> TASK TO CARRY OUT: Render as a JSON list of strings, one string per line with blank lines omitted, the lines from the one containing "70, row 160." through the one containing "column 106, row 402", both ends included.

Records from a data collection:
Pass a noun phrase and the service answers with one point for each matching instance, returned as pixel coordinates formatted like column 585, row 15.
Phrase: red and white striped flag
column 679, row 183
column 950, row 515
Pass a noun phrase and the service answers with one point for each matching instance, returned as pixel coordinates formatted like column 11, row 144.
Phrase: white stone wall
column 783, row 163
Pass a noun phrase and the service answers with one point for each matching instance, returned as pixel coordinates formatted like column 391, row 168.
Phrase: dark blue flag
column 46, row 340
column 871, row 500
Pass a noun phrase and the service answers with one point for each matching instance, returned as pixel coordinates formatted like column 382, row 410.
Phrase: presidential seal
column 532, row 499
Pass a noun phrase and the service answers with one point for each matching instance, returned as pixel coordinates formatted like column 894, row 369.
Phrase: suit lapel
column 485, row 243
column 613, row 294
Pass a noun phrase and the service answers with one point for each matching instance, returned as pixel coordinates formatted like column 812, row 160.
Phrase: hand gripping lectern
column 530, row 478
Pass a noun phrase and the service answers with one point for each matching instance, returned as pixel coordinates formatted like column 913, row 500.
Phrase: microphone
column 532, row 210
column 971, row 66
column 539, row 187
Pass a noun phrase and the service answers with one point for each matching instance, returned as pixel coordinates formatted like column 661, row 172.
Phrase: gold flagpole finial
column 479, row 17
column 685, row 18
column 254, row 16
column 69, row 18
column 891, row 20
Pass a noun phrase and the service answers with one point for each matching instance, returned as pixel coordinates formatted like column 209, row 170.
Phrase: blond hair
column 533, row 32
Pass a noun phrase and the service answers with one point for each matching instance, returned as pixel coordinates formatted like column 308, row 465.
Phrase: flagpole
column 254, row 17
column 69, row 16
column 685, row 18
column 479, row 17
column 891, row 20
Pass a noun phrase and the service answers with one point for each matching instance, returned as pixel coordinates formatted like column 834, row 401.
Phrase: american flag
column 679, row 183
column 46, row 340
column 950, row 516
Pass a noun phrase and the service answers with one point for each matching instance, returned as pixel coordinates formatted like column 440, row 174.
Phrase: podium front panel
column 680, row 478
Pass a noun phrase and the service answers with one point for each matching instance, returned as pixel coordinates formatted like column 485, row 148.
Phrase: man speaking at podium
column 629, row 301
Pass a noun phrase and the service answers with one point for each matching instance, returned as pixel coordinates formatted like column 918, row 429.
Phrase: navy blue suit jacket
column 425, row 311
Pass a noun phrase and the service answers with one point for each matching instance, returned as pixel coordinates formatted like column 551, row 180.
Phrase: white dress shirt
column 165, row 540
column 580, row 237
--
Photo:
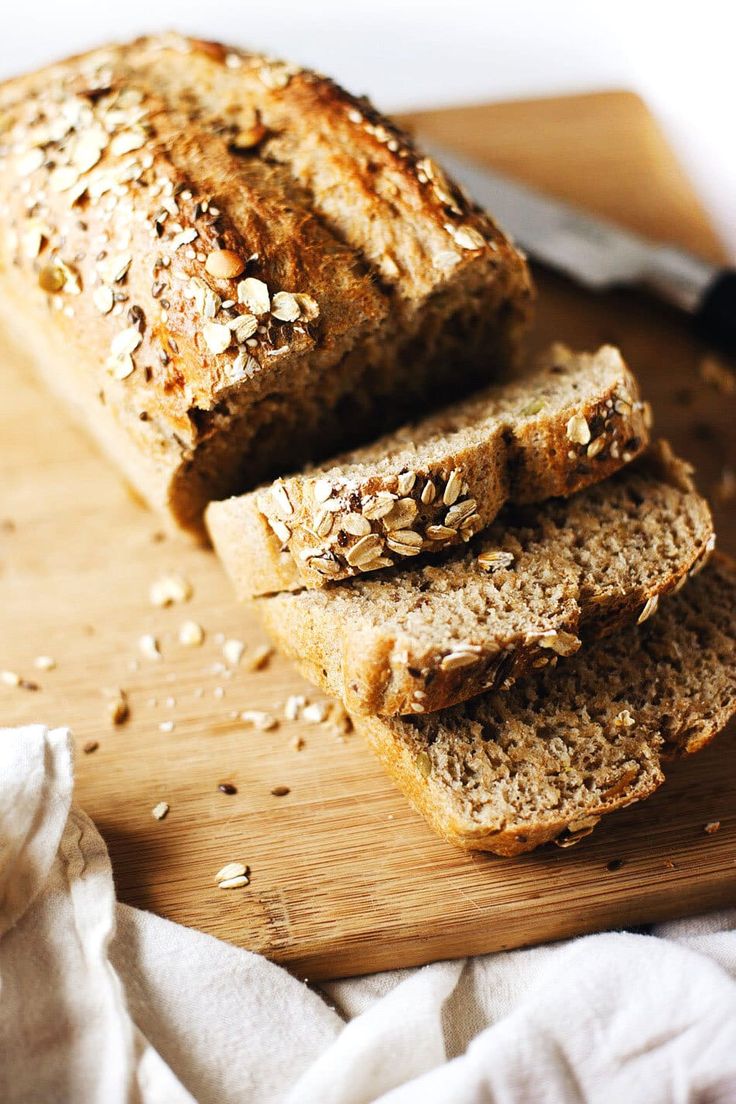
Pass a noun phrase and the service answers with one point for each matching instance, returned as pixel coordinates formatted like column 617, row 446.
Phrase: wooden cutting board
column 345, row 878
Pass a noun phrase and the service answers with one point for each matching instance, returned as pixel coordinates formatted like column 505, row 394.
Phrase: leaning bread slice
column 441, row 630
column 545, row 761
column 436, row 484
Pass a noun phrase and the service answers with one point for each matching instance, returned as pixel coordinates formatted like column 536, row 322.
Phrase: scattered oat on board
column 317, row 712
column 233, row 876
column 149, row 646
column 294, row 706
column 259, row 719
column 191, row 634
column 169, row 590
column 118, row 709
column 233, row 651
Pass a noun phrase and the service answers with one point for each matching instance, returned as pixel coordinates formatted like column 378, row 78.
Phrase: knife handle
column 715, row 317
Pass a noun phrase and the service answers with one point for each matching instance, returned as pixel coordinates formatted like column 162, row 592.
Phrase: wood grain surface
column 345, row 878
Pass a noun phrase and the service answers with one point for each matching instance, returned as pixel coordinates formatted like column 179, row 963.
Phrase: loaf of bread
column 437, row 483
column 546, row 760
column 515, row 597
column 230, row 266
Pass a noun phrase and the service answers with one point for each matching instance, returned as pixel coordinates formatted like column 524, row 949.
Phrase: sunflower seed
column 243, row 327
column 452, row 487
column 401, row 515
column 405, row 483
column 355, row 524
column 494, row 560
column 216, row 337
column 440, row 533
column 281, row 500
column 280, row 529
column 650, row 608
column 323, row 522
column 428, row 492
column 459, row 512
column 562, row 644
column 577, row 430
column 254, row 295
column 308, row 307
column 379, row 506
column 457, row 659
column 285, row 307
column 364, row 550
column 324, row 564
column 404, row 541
--
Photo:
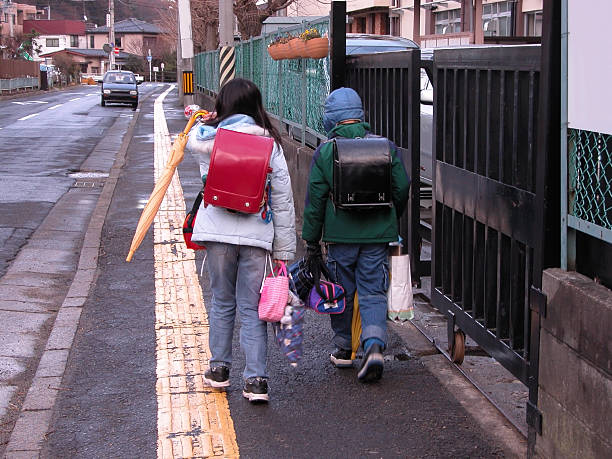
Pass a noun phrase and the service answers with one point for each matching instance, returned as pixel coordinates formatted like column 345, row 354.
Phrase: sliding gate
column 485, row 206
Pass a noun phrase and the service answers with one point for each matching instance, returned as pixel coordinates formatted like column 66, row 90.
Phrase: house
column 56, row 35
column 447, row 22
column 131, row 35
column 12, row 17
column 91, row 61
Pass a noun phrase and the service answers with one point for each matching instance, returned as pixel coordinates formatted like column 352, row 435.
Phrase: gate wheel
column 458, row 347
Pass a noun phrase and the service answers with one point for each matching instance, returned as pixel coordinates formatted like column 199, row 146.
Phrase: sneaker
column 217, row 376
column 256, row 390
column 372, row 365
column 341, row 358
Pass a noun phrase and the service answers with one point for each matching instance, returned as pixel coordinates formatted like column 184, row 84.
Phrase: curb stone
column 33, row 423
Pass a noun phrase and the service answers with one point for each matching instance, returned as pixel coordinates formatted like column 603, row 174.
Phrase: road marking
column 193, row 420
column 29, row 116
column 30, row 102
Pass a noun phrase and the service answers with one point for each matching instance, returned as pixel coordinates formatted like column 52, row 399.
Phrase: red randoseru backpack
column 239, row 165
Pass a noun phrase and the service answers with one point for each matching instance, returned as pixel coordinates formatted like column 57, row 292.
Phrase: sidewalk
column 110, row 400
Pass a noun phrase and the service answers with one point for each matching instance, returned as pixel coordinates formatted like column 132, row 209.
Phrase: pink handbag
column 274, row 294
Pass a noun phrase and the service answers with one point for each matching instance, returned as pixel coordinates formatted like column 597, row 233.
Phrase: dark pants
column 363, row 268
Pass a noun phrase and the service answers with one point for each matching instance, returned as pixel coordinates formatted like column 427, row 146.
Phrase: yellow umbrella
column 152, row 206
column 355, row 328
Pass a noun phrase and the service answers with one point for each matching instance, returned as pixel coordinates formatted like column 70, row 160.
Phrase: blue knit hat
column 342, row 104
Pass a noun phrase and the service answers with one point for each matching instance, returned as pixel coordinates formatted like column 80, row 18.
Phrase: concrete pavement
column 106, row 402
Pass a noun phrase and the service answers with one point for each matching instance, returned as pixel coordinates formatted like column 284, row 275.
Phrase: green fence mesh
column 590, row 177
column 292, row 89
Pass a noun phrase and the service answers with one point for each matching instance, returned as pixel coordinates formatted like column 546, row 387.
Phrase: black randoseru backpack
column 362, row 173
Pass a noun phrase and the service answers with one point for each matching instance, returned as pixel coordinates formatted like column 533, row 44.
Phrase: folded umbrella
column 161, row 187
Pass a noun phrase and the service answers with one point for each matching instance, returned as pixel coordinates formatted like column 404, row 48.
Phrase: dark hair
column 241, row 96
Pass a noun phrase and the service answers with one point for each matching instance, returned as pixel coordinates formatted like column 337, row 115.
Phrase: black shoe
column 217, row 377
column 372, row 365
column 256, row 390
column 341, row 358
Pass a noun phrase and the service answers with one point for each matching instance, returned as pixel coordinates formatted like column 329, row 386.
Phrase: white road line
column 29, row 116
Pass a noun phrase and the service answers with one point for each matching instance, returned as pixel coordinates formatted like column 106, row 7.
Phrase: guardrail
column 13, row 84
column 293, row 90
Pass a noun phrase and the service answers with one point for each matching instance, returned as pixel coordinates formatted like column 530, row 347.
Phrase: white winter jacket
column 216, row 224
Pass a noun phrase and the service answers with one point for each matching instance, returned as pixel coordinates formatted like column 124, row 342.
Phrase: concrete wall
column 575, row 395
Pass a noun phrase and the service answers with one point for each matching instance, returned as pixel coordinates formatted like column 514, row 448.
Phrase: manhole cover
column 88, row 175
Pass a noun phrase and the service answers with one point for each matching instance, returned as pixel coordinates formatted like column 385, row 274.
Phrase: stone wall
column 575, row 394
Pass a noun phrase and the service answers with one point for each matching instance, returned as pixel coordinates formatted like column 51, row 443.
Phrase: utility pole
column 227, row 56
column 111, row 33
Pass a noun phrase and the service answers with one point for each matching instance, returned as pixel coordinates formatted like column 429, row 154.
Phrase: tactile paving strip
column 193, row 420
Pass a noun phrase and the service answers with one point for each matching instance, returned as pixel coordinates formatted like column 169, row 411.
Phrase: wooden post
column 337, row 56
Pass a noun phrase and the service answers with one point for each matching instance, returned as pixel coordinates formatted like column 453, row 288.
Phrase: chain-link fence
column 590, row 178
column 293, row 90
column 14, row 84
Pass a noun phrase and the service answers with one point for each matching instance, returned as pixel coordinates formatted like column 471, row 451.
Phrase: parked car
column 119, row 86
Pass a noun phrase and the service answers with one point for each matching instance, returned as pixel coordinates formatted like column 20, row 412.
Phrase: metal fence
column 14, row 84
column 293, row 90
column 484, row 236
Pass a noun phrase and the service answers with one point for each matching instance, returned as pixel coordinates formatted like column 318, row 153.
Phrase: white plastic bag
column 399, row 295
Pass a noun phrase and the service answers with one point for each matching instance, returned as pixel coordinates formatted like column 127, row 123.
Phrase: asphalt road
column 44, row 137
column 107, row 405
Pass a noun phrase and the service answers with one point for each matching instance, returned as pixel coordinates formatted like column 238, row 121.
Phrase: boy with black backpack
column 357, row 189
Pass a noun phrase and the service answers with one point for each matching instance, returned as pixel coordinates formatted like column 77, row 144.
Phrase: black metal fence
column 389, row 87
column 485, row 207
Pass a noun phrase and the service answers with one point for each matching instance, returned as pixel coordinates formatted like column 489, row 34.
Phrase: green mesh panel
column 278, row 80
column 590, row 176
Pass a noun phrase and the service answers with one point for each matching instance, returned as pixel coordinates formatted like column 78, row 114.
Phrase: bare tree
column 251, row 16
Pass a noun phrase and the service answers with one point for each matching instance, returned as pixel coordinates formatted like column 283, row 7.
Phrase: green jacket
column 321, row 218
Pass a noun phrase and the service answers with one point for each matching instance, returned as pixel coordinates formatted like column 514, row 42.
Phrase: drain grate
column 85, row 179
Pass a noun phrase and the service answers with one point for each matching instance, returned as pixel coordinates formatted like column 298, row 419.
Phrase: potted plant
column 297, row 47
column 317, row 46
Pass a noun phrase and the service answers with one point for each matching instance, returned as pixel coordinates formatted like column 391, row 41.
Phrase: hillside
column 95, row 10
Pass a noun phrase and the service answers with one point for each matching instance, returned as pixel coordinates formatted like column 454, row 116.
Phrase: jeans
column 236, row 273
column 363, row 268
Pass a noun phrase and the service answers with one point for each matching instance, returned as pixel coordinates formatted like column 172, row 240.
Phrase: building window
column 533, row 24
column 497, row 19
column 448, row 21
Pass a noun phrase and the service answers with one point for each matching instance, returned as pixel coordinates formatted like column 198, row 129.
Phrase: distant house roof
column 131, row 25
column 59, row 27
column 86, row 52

> TASK OUTPUT:
[
  "Pass a noun phrase and the service answers with one point for each matching instance, returned as pixel coordinates formatted like column 70, row 160.",
  "Phrase: blue knit hat",
  "column 342, row 104",
  "Pass a noun phrase and the service answers with one point for each matching instance, returned as pixel coordinates formatted like column 80, row 18.",
  "Phrase: concrete pavement",
  "column 106, row 402"
]